## What you should do
Where a line of the entries holds the string "server", copy that line.

## Information given
○ ○ ○ ○

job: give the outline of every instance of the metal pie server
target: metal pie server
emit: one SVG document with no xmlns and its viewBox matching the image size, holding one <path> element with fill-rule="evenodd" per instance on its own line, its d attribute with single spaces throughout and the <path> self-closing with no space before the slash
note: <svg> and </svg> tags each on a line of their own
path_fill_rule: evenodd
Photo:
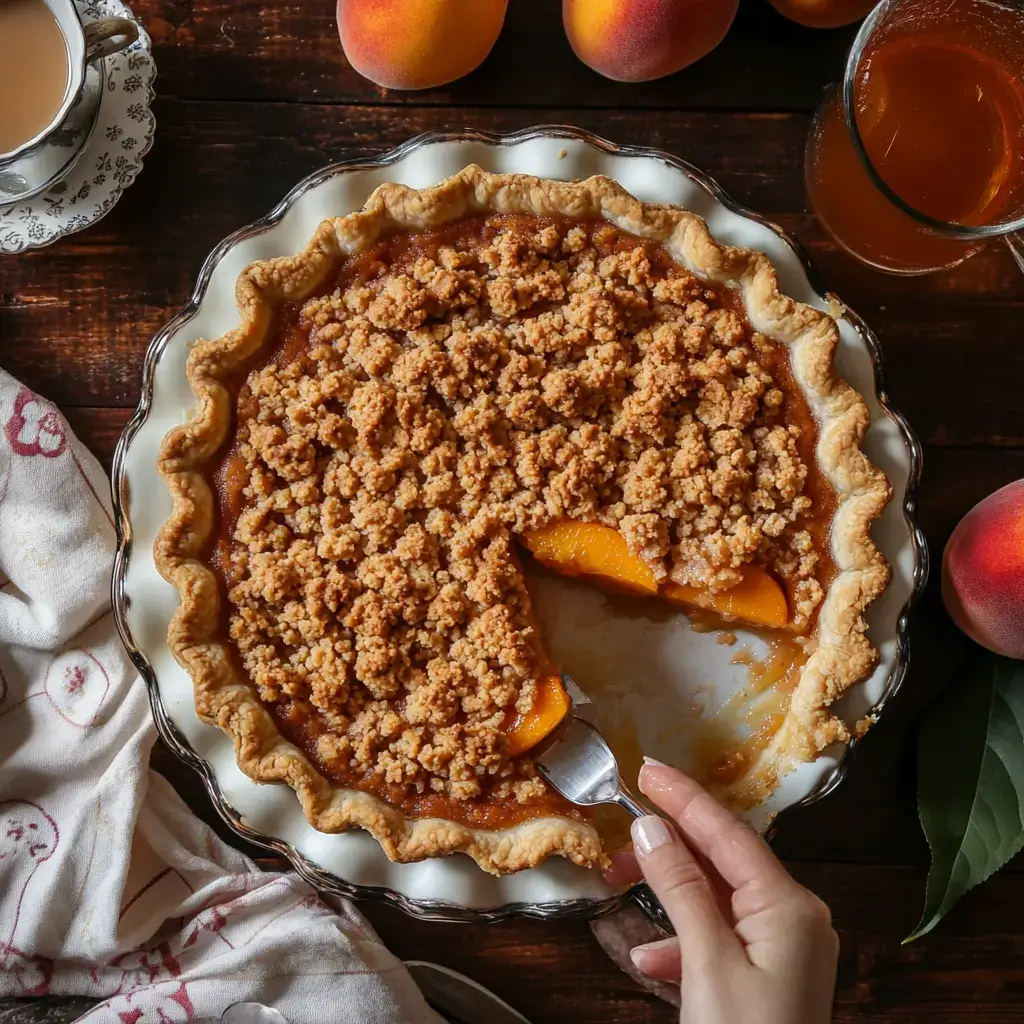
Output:
<svg viewBox="0 0 1024 1024">
<path fill-rule="evenodd" d="M 590 698 L 569 676 L 562 676 L 562 684 L 572 700 L 572 710 L 567 721 L 534 754 L 534 763 L 544 780 L 566 800 L 580 807 L 618 804 L 634 818 L 655 813 L 629 791 L 607 740 L 595 725 L 578 714 L 590 704 Z M 638 886 L 632 895 L 659 928 L 674 934 L 665 908 L 648 886 Z"/>
<path fill-rule="evenodd" d="M 554 739 L 536 756 L 537 769 L 545 780 L 574 804 L 594 807 L 618 804 L 634 818 L 652 813 L 629 791 L 607 740 L 597 727 L 576 712 L 590 704 L 590 698 L 569 676 L 562 685 L 572 701 L 572 711 Z"/>
<path fill-rule="evenodd" d="M 450 1024 L 530 1024 L 489 989 L 440 964 L 406 960 L 423 998 Z"/>
</svg>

○ ○ ○ ○

## Answer for the task
job: give the outline of every instance of the metal pie server
target: metal pie server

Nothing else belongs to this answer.